AIM OF THE EXERCISE: Output every line of the entries below as one numbered list, leaving out the blank lines.

DATASET RECORDS:
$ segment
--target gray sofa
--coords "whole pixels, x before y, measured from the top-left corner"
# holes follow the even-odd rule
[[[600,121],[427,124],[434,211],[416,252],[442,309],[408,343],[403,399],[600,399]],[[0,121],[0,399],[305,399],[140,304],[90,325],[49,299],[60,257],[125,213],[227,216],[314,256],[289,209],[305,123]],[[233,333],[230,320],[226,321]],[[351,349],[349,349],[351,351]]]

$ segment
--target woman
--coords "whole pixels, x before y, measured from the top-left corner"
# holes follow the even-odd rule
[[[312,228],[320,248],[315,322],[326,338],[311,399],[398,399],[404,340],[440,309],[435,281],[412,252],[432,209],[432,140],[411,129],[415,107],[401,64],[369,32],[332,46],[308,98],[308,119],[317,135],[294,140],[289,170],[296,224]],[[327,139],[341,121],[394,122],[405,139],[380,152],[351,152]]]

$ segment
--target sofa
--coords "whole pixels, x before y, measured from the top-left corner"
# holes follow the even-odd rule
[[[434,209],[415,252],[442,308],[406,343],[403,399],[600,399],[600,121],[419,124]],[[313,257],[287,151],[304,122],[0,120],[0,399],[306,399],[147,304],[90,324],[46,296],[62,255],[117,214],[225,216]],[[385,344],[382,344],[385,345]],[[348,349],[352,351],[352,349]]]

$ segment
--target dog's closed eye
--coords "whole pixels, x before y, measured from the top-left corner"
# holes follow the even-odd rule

RESULT OF THIS TASK:
1. $ segment
2. --target gray sofa
3. --coords "whole pixels, x before y, measured from the top-left corner"
4. # holes follow the even-odd rule
5. [[[600,121],[427,124],[434,211],[416,252],[442,309],[408,343],[403,399],[600,399]],[[0,121],[0,399],[305,399],[140,304],[90,325],[49,299],[60,257],[125,213],[227,216],[314,256],[289,209],[305,123]],[[233,333],[230,320],[226,321]],[[351,349],[349,349],[351,351]]]
6. $ segment
7. --target woman
8. --coords "whole pixels, x before y, measured from the top-left corner"
9. # holes follow the even-odd rule
10. [[[312,228],[320,248],[315,322],[326,338],[311,399],[398,399],[404,340],[440,309],[435,281],[412,252],[432,209],[432,140],[411,129],[415,107],[401,64],[369,32],[332,46],[308,98],[308,119],[317,135],[294,140],[289,170],[296,224]],[[327,139],[341,121],[394,122],[405,139],[380,152],[351,152]]]
11. $ segment
12. --target sofa
13. --coords "whole pixels, x before y, measured from the top-left corner"
14. # holes follow the even-odd rule
15. [[[434,209],[415,252],[442,308],[406,343],[403,399],[600,399],[600,121],[419,124]],[[313,257],[287,151],[304,122],[0,120],[0,399],[306,399],[147,304],[90,324],[46,296],[62,255],[117,214],[225,216]],[[385,344],[382,344],[385,345]],[[348,349],[352,351],[352,349]]]
16. $ segment
17. --target dog's closed eye
18. --coords "whole pixels, x before y, measured from the top-left corner"
19. # holes follow the even-odd rule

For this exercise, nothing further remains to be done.